The Indian VISA Application Centre i.e. VFS has now shifted to a new address.
Indian VISA Application Centre,
VFS Global Centre,
5-14 South Road,
Applications for Surrender of Indian Passports are no longer received in the consulate. This service has been outsourced to the India Visa Application Center. Applicants are therefore, requested to submit their Applications to the above center. For detail please click here.
Under Indian laws, if the holder of an Indian passport acquires nationality of another country, he should surrender his/her Indian passport forthwith to the nearest Indian Mission/Post. Unauthorised possession of Indian passport constitutes an offence punishable under the Indian Passports Act, 1967.
Application by post: For information how and where to send the application please visit VFS website http://in.vfsglobal.co.uk/contact_us.html
Clarification regarding requests to refund Citizenship Renunciation Fee in the light of concession/waiver allowed by Government of India
It is clarified that Government of India has disallowed opening of old cases and, therefore, no refund is admissible to applicants who have already paid fee at old rates and received the services. It is also further clarified that the renunciation of citizenship fee has not been reduced. It continues to be £ 102. Government has only allowed a concessional waiver for a particular category of applicants namely those who have acquired foreign nationality on or before 31.05.2010. A concession or waiver cannot be applied retrospectively. Correspondence or enquiries on this issue is not entertain able by the Consulate.
--- --- ---
According to the notice on surrendering Indian passports, what is the renunciation of citizenship fee?

→ Given entries:
--- --- ---
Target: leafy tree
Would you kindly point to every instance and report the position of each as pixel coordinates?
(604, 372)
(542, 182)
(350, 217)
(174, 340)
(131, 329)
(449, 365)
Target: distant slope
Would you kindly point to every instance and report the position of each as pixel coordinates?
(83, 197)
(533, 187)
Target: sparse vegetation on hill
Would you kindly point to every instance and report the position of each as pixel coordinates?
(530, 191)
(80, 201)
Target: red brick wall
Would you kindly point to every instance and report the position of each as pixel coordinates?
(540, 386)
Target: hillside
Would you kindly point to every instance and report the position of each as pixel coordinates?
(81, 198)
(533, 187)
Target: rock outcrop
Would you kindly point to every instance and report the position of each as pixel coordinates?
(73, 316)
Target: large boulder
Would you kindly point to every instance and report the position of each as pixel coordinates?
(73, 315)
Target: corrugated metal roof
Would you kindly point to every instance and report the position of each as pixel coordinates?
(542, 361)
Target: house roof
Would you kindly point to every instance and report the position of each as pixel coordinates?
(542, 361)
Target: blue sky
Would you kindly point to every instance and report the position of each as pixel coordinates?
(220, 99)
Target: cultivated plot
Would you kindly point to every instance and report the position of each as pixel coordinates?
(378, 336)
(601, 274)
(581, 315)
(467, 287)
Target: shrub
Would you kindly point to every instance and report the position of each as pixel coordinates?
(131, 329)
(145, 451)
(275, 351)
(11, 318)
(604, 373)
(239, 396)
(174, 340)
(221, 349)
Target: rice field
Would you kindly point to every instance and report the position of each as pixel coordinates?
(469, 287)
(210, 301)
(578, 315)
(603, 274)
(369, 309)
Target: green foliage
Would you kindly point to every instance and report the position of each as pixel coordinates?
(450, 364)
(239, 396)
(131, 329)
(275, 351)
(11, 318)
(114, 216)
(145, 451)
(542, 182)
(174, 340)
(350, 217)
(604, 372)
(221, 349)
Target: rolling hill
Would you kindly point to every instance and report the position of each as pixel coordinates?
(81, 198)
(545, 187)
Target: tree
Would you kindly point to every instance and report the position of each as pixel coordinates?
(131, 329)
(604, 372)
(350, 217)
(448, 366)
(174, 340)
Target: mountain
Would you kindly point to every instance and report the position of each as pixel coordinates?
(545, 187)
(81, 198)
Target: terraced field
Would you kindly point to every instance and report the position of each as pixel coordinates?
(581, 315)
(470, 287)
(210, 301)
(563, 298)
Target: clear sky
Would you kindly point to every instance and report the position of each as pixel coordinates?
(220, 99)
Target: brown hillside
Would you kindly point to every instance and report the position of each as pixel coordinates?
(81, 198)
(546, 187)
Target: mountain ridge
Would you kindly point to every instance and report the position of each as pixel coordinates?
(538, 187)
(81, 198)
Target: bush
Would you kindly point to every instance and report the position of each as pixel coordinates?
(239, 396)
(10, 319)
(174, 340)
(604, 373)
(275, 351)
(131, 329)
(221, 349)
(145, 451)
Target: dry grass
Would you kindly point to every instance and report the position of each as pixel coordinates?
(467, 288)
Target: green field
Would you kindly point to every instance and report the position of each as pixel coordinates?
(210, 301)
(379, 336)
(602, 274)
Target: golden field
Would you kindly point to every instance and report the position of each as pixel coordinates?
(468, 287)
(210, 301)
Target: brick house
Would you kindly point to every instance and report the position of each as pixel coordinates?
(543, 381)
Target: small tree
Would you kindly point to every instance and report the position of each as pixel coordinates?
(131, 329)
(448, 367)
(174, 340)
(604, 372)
--- --- ---
→ Result of the exercise: It continues to be £102.